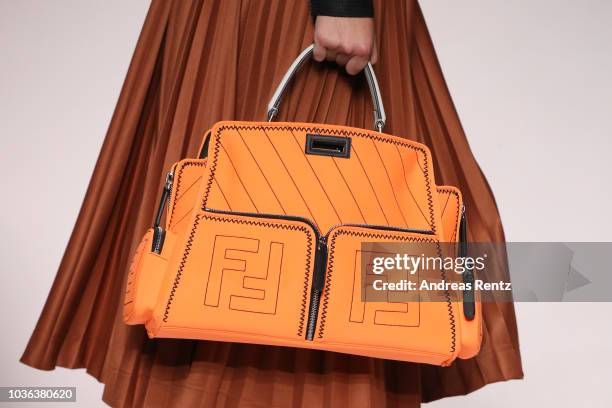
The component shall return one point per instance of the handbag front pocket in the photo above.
(402, 329)
(239, 278)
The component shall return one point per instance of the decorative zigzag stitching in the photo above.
(248, 222)
(449, 306)
(332, 244)
(337, 132)
(179, 273)
(453, 192)
(177, 187)
(343, 133)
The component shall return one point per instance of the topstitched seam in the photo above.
(342, 132)
(189, 244)
(453, 192)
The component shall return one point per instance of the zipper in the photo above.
(321, 254)
(469, 307)
(159, 234)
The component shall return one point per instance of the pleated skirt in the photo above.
(198, 62)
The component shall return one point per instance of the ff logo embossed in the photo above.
(244, 274)
(380, 308)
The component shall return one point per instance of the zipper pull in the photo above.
(164, 198)
(320, 265)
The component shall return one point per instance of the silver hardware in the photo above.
(380, 118)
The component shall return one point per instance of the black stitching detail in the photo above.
(179, 273)
(332, 243)
(456, 194)
(248, 222)
(312, 129)
(177, 187)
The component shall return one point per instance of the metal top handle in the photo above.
(380, 118)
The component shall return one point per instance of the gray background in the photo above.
(531, 81)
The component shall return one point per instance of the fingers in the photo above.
(342, 59)
(374, 56)
(350, 42)
(319, 52)
(356, 64)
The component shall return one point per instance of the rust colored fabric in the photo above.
(198, 62)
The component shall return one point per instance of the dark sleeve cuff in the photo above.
(342, 8)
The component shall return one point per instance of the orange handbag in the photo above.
(263, 234)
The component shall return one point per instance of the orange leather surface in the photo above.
(471, 330)
(243, 278)
(262, 168)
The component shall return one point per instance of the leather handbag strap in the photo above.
(380, 117)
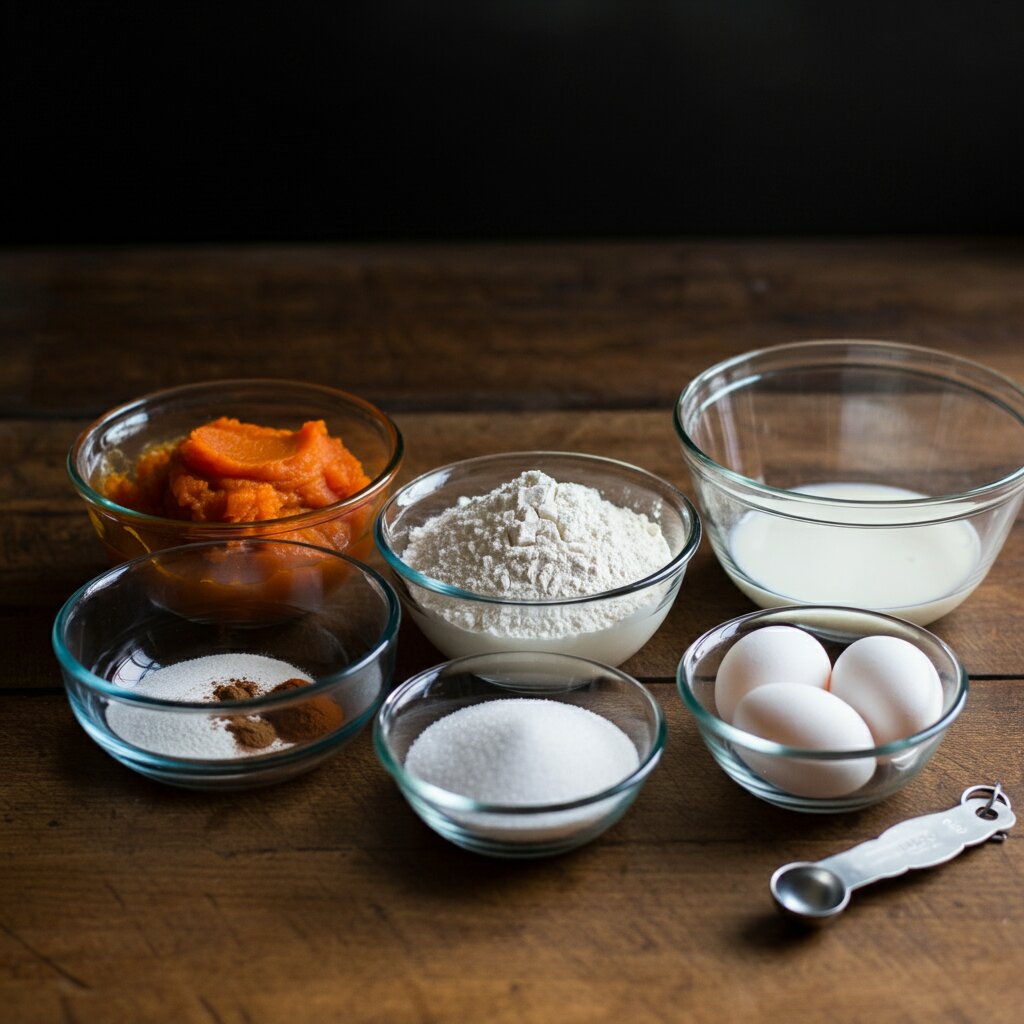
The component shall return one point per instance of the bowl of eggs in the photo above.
(862, 473)
(821, 709)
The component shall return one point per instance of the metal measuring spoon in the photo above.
(817, 891)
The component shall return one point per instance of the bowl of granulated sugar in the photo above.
(520, 754)
(572, 554)
(230, 665)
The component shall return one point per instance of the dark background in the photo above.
(402, 120)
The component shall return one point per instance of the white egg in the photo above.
(811, 719)
(771, 654)
(891, 683)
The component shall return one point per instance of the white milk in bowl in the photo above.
(916, 572)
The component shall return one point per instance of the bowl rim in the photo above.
(683, 507)
(270, 385)
(709, 722)
(699, 459)
(89, 679)
(438, 797)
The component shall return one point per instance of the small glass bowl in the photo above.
(752, 761)
(927, 450)
(322, 613)
(460, 623)
(518, 830)
(115, 441)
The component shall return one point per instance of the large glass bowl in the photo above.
(274, 608)
(608, 627)
(759, 764)
(862, 473)
(115, 441)
(518, 830)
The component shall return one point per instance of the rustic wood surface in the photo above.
(326, 898)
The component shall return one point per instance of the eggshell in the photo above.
(891, 683)
(812, 719)
(771, 654)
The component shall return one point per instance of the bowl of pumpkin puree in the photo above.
(238, 459)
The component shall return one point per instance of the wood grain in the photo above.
(481, 327)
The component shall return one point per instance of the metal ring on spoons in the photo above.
(816, 892)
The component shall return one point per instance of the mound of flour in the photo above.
(535, 539)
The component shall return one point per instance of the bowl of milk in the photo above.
(861, 473)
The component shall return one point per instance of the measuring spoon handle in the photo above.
(922, 842)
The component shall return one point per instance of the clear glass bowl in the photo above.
(325, 615)
(460, 623)
(518, 830)
(862, 473)
(753, 762)
(115, 441)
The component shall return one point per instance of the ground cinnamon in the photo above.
(313, 718)
(237, 689)
(252, 733)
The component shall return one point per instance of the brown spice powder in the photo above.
(309, 720)
(252, 733)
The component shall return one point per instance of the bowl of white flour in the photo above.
(566, 553)
(520, 754)
(228, 666)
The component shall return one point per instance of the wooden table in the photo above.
(326, 898)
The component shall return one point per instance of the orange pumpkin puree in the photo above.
(228, 471)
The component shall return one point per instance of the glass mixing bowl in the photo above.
(861, 473)
(608, 627)
(516, 830)
(763, 767)
(116, 440)
(211, 615)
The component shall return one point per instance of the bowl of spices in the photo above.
(821, 709)
(520, 754)
(862, 473)
(571, 554)
(238, 458)
(227, 666)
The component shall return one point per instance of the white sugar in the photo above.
(195, 733)
(522, 751)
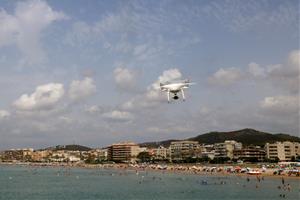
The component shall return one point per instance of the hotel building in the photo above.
(284, 151)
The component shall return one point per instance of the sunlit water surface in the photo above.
(20, 183)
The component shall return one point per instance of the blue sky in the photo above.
(87, 71)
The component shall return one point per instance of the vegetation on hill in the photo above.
(245, 136)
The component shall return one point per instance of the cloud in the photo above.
(117, 115)
(278, 105)
(255, 70)
(286, 75)
(44, 97)
(23, 28)
(4, 114)
(94, 109)
(80, 89)
(225, 77)
(240, 16)
(125, 78)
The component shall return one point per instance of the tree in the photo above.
(144, 156)
(293, 159)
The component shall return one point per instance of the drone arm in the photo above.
(182, 92)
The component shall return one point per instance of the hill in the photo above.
(245, 136)
(71, 147)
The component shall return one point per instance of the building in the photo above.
(284, 151)
(98, 154)
(251, 153)
(161, 153)
(123, 152)
(225, 149)
(207, 151)
(181, 150)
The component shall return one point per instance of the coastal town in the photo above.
(179, 153)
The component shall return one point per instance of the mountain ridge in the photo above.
(246, 136)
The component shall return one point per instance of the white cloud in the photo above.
(4, 114)
(255, 70)
(80, 89)
(286, 75)
(44, 97)
(125, 78)
(24, 27)
(118, 115)
(94, 109)
(240, 16)
(225, 77)
(280, 104)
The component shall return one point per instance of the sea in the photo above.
(39, 183)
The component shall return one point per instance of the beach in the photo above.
(129, 182)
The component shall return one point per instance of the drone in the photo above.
(175, 88)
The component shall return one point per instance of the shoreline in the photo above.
(171, 168)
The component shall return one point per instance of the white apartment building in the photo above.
(225, 149)
(161, 153)
(184, 149)
(282, 150)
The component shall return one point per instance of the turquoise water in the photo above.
(18, 183)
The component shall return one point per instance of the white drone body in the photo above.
(175, 88)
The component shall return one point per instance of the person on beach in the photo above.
(282, 181)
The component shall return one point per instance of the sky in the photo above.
(88, 72)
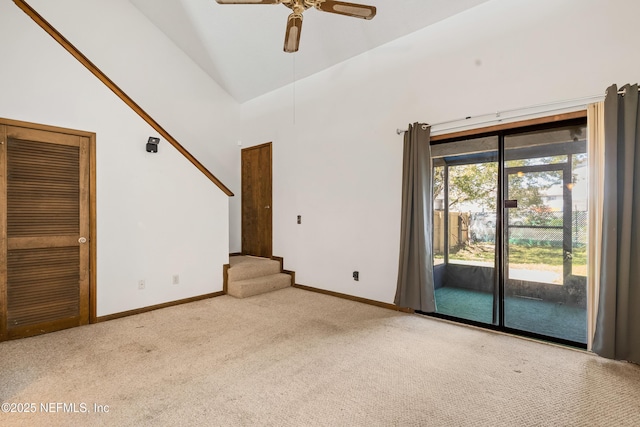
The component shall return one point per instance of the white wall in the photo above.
(159, 77)
(338, 164)
(157, 214)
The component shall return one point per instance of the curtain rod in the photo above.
(573, 103)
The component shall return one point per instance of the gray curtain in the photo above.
(415, 275)
(617, 334)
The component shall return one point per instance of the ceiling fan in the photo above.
(294, 23)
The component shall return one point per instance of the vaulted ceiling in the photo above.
(241, 46)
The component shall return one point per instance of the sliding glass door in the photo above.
(510, 231)
(465, 197)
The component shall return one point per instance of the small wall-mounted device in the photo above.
(152, 144)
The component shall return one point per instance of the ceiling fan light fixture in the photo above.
(292, 35)
(294, 23)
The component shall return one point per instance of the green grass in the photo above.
(518, 254)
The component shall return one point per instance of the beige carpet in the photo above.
(296, 358)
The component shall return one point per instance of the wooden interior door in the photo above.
(44, 231)
(256, 201)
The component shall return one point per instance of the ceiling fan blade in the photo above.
(249, 1)
(292, 36)
(349, 9)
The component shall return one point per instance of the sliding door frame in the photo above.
(502, 131)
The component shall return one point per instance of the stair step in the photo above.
(258, 285)
(249, 267)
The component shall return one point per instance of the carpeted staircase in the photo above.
(248, 276)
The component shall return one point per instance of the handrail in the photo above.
(38, 19)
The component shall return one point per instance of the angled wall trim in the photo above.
(115, 89)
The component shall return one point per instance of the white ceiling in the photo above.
(241, 46)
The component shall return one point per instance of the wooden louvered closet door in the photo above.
(45, 231)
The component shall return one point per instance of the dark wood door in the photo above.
(256, 201)
(44, 231)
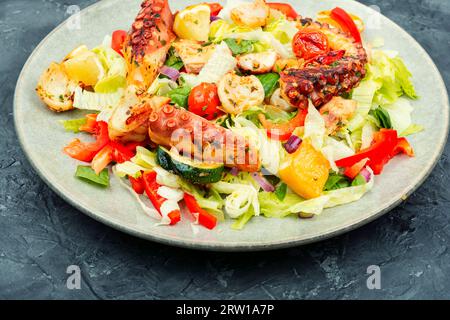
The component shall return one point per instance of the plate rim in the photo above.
(235, 246)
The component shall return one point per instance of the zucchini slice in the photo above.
(193, 171)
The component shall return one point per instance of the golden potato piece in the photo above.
(56, 89)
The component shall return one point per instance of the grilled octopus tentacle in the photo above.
(195, 136)
(321, 82)
(148, 42)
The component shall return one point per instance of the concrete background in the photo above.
(41, 235)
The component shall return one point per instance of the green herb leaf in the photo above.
(269, 82)
(87, 174)
(240, 47)
(281, 191)
(180, 96)
(73, 125)
(336, 181)
(173, 61)
(359, 181)
(382, 117)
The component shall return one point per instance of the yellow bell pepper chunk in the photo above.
(306, 171)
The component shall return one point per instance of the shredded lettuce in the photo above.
(162, 86)
(73, 125)
(271, 151)
(116, 70)
(220, 63)
(87, 174)
(241, 195)
(145, 158)
(129, 169)
(272, 207)
(87, 100)
(400, 114)
(266, 39)
(282, 29)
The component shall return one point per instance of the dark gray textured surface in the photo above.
(41, 235)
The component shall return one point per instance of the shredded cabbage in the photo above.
(162, 86)
(87, 100)
(272, 207)
(220, 63)
(241, 198)
(129, 169)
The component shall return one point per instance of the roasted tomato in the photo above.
(204, 100)
(308, 44)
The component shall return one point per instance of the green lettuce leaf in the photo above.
(87, 174)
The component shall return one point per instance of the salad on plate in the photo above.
(235, 111)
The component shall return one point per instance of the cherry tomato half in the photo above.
(204, 100)
(308, 44)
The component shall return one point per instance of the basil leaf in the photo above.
(359, 181)
(173, 61)
(180, 96)
(73, 125)
(382, 117)
(281, 191)
(336, 181)
(269, 82)
(87, 174)
(240, 47)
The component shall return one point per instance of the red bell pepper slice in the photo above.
(118, 39)
(386, 145)
(204, 217)
(151, 189)
(284, 8)
(283, 131)
(346, 22)
(137, 184)
(353, 171)
(404, 147)
(86, 151)
(215, 8)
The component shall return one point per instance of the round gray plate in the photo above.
(43, 138)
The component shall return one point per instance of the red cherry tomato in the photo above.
(284, 8)
(308, 44)
(215, 8)
(204, 100)
(118, 38)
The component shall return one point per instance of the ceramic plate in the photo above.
(43, 138)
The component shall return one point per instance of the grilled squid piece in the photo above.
(55, 88)
(238, 94)
(195, 136)
(252, 15)
(148, 43)
(257, 63)
(318, 81)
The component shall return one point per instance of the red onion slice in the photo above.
(366, 174)
(172, 73)
(292, 144)
(265, 185)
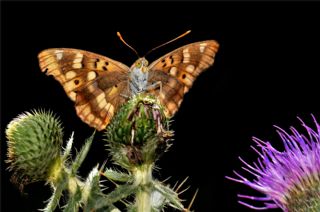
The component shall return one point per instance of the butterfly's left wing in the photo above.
(177, 71)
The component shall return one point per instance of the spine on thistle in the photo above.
(137, 136)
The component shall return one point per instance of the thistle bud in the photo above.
(138, 134)
(34, 143)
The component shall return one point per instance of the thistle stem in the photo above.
(143, 178)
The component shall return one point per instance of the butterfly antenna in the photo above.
(170, 41)
(119, 35)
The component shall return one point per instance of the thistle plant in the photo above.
(137, 136)
(289, 179)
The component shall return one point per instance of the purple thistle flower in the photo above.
(290, 180)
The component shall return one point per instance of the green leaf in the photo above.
(169, 194)
(73, 202)
(82, 154)
(117, 176)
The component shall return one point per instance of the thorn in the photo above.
(192, 200)
(166, 179)
(181, 184)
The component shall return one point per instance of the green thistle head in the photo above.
(34, 143)
(139, 133)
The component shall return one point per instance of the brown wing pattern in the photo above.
(178, 69)
(92, 81)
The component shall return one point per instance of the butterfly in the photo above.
(100, 85)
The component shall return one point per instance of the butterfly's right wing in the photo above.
(94, 82)
(178, 69)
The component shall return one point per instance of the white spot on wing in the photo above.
(190, 68)
(77, 65)
(59, 54)
(173, 71)
(202, 47)
(91, 75)
(70, 74)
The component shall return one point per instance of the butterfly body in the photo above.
(100, 85)
(138, 76)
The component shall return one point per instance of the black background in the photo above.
(265, 74)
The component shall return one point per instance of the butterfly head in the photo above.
(141, 64)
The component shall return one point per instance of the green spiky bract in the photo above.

== PROBLEM STATEMENT ==
Leave the pictures out, and please copy only the lines from the one with "onion slice in the photo above." through the end of the listing.

== TASK SOLUTION ==
The component shall return one point per instance of the red onion slice in the photo above.
(366, 174)
(172, 73)
(292, 144)
(265, 185)
The component shall return one point per instance of the butterfly's left wing in the photo above.
(177, 71)
The component shall return one point per instance of the spine on thistle in the photo above.
(137, 136)
The component shall return one point per instance of the thistle bud in the photo above.
(138, 134)
(34, 143)
The component shall return one point per instance of the thistle stem in the photo above.
(143, 178)
The component shall return one point per instance of the butterfly antenna in the photo above.
(170, 41)
(119, 35)
The component shall return one point per instance of the thistle plant in the photo above.
(137, 136)
(289, 179)
The component shall return one point per instance of the purple thistle flower in the photo above.
(290, 180)
The component shall return one point per instance of the green leaf in the photo above.
(169, 194)
(73, 202)
(82, 154)
(117, 176)
The component shall return one point per instance of the thorn in the photo above.
(192, 200)
(166, 179)
(181, 184)
The component shall return one point per instance of the green thistle head in the photo above.
(34, 143)
(139, 133)
The component shall return one point per instance of the brown wing pattern in the photo above.
(178, 69)
(92, 81)
The component shall return one point per instance of the butterfly in the photo above.
(100, 85)
The component shall return one point per instance of the butterfly's right wing in the photo above.
(94, 82)
(178, 69)
The component shall return one point per instance of the white spot on wing in the photo above.
(190, 68)
(77, 65)
(59, 54)
(173, 71)
(202, 47)
(91, 75)
(70, 74)
The component shall return one point per instance of the butterfly body in the photo above.
(100, 85)
(138, 76)
The component shall return one point per instance of the black background in the photo above.
(265, 74)
The component shall return one point per instance of the butterfly head in the photo above.
(141, 64)
The component shall return one point per instance of the green spiky bract in the photo above.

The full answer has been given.